Propulsée au sommet des charts grâce à son premier album, Jain revient avec Souldier, toujours seule aux commandes d’une pop métissée. Rencontre avec une jeune femme déterminée, qui choisit d’affronter les épreuves (sexisme, rupture amoureuse, doutes…) avec un sourire mutin.
On aurait tort de prendre Jain pour une jeune fille sage en col Claudine, téléguidée par une équipe marketing pour plaire à toutes les générations. Son succès (qui lui attire quelques jalousies), elle le doit à elle-même, et il suffit de la voir en concert pour le comprendre. Impossible de la rater depuis la sortie fin 2015 de son premier album, Zanaka: elle a enchaîné les tournées pour un total de plus de deux cents concerts en deux ans. Seule sur scène, elle impressionne par son aplomb, son organisation multitâche pour tout faire en solo et son charisme. Alors que beaucoup de chanteuses se seraient lassées d’interpréter en boucle le même répertoire pendant si longtemps, cette Toulousaine continue de s’amuser avec une joie contagieuse et de réinventer ses morceaux pour refuser la routine.
Cette autodidacte vient de sortir fin août un deuxième album pétillant, Souldier, qu’elle a imaginé et fabriqué sur la route. “Avec les technologies d’aujourd’hui, on peut vraiment enregistrer n’importe où, explique-t-elle. J’aimais bien cette façon d’écrire un peu nomade et je crois que ça se ressent sur l’album. Le trajet, le voyage, ça m’a toujours inspirée.”
Auto-consolation
Parmi les modèles qu’elle revendique, on remarque un grand nombre d’artistes féminines. Elle en dresse la liste non exhaustive: “Miriam Makeba évidemment, Oumou Sangaré, Nina Simone, Janis Joplin, Björk et en France, Emilie Simon”. Elle en vient naturellement à son rapport au féminisme: “Ça a fait partie très tôt de ma famille, sans forcément qu’on y mette un mot. J’ai grandi dans une famille de filles à fort caractère, donc c’est assez inné d’être féministe chez nous. Toute petite, j’ai pris l’habitude de me faire ma place: j’ai toujours été la seule fille qui jouait au foot avec les voisins, ou qui faisait de la batterie à l’âge de sept ans. Donc ça ne m’étonne pas aujourd’hui de travailler dans un milieu où il y a beaucoup d’hommes, même si j’adorerais qu’il y ait plus de femmes.”

--- Exercice court 1 ---
Reproduisez les enregistrements en remplaçant "blue balloon" par "red balloon", sans rien modifier d'autre.

--- Matériel d'exercice ---
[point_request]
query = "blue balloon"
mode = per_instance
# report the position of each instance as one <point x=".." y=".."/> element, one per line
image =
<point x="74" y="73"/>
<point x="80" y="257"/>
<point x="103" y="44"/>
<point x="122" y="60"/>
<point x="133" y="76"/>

--- Exercice court 2 ---
D'après le portrait de Jain, combien de concerts la chanteuse a-t-elle donnés en deux ans ?

--- Réponse rédigée 1 ---
[point_request]
query = "red balloon"
mode = per_instance
# report the position of each instance as one <point x=".." y=".."/> element, one per line
image =
<point x="74" y="73"/>
<point x="80" y="257"/>
<point x="103" y="44"/>
<point x="122" y="60"/>
<point x="133" y="76"/>

--- Réponse rédigée 2 ---
Plus de deux cents concerts.